_TASK OBJECTIVE_: Please quote the entries below word for word, from the first line to the last.

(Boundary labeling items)

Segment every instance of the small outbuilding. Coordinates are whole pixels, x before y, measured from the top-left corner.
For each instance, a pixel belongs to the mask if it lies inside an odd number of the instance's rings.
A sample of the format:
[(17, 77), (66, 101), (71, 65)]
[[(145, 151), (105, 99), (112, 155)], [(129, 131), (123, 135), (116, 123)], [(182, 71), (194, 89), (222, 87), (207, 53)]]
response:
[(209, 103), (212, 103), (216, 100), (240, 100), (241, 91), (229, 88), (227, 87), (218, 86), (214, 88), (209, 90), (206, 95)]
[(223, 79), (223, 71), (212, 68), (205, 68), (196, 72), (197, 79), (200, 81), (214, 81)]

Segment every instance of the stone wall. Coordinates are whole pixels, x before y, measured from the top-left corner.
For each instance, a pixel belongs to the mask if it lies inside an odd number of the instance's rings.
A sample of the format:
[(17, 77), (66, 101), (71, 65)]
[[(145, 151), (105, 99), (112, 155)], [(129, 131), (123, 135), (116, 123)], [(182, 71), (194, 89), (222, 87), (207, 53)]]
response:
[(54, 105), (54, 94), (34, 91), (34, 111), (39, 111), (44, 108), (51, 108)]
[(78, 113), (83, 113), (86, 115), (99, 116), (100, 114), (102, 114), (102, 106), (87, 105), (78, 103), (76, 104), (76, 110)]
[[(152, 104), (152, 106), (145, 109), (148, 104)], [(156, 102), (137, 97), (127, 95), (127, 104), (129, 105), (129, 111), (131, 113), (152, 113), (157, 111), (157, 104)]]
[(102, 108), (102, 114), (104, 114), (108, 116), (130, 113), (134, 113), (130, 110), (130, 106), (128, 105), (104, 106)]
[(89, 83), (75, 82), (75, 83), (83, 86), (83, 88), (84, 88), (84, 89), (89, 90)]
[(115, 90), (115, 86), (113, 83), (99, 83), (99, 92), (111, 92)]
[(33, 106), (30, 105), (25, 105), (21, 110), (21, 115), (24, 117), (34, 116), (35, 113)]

_RESULT OF THIS EXERCISE_:
Segment every instance of the small outbuilding. Coordinates are whole pixels, x before y, measured from the top-left corner.
For each instance, a pixel belongs to the mask if it lies inside an odd number of the instance's rings.
A sample of the format:
[(17, 77), (66, 101), (71, 65)]
[[(145, 151), (105, 99), (112, 155)], [(129, 131), (123, 135), (116, 123)], [(182, 71), (194, 89), (222, 87), (207, 53)]]
response:
[(209, 103), (212, 103), (216, 100), (240, 100), (241, 91), (229, 88), (227, 87), (218, 86), (214, 88), (209, 90), (206, 95)]
[(223, 79), (223, 71), (212, 68), (205, 68), (196, 72), (197, 79), (200, 81), (214, 81)]

Segment every instance of the stone wall. Coordinates are whole pixels, x before y, measured from the top-left corner.
For each instance, a pixel belongs to the mask if it lies inside an odd number of the instance's rings.
A sample of the format:
[(17, 77), (66, 101), (71, 65)]
[[(145, 151), (105, 99), (112, 155)], [(129, 131), (123, 135), (116, 123)], [(182, 71), (194, 89), (222, 87), (207, 53)]]
response:
[(54, 105), (54, 94), (34, 91), (34, 111), (39, 111), (44, 108), (51, 108)]
[(78, 113), (83, 113), (86, 115), (99, 116), (100, 114), (102, 114), (102, 106), (87, 105), (78, 103), (76, 104), (76, 110)]
[[(152, 104), (152, 106), (145, 109), (148, 104)], [(156, 102), (137, 97), (127, 95), (127, 104), (129, 105), (129, 111), (131, 113), (152, 113), (157, 111), (157, 104)]]
[(102, 108), (102, 114), (104, 114), (108, 116), (130, 113), (134, 113), (130, 110), (130, 106), (128, 105), (104, 106)]
[(89, 83), (75, 82), (75, 83), (83, 86), (83, 88), (84, 88), (84, 89), (89, 90)]
[(115, 90), (115, 86), (113, 83), (99, 83), (99, 92), (111, 92)]
[(33, 106), (30, 105), (25, 105), (21, 110), (21, 115), (24, 117), (34, 116), (35, 113)]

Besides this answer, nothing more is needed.